Twisted, nude women with long, flowing hair float on thin streams of water, the fluidity of their bodies matching that of their aquatic surroundings. A large fish with etched scales swims alongside them as their bodies float off the page.
This image, titled “Fishblood,” is one of more than 100 of the late Austrian artist Gustav Klimt’s sketches and drawings on display in the J. Paul Getty Museum’s “The Magic of Line” exhibition. The Getty Museum has collaborated with the Albertina Museum in Vienna to curate the exhibition, which shows several of Klimt’s works that have never been displayed in North America, in celebration of his 150th birthday.
Lee Hendrix, the senior curator of drawings at the Getty, said the exhibition chronologically traces Klimt’s progression from a conservative to modernist artist. Klimt is well known for his ornate, gold paintings such as “The Kiss,” a work depicting two embracing lovers in gilded robes, but this selection of artworks is meant to reveal his talent as a draftsman, an artist who creates detailed drawings.
--
REQUIRED WORK:
[A] In the Klimt exhibition article, which museum worked with the Getty to curate "The Magic of Line"?
[B] Extend the article on the Klimt exhibition, picking up after its final sentence.
The rows that come next have nothing to do with the Klimt exhibition article.

[Images for locating objects]
--
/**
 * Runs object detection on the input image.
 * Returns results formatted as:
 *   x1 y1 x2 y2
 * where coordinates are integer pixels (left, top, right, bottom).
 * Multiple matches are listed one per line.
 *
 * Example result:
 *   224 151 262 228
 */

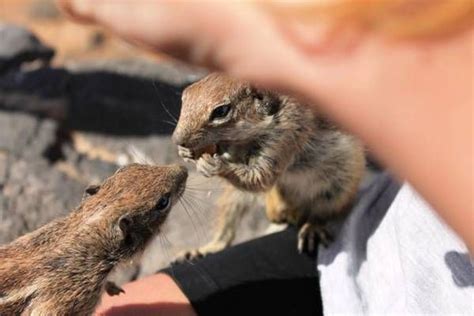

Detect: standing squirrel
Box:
172 73 365 258
0 164 188 315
--
RESULTS BY TASK:
[A] The Albertina Museum in Vienna.

[B]
“Klimt is an artist that we think we all know,” Hendrix said. “We grew up with the college dormitory posters of “˜The Kiss,’ (but) the way we (should) know him is through his drawings.”
Hendrix said the exhibition highlights Klimt’s interest in the feminine form and human body, as the sketches were drawn from live models. Floating, nude female bodies such as those in “Fishblood,” embracing lovers, and scenes of masturbation and lesbian love are central motifs in many of the displayed works.
Klimt relied on conventional techniques, such as using light and shadow to create realistic 3-D forms in his early works, Hendrix said. However, he also later experimented with avant-garde Symbolism, a movement in which artists explored different psychological states of the mind and reality in their art.
Marian Bisanz-Prakken, the curator of drawings at the Albertina Museum in Vienna, said Klimt experimented with Symbolism by representing subjects in unconventional ways. For example, in “Medicine,” Klimt created a visual allegory to embody his idea of medicine through a work in which a swirl of nude women and a skeleton engulfed in smoke float into the heavens.
“Allegories of the sciences were commissioned by the University (of Vienna), and they expected some … vision of the positive effect of the sciences on mankind (from Klimt),” Bisanz-Prakken said. “But he did something totally different. He represented mankind as a stream of naked people flashing by in the cosmos. … He had a totally new approach.”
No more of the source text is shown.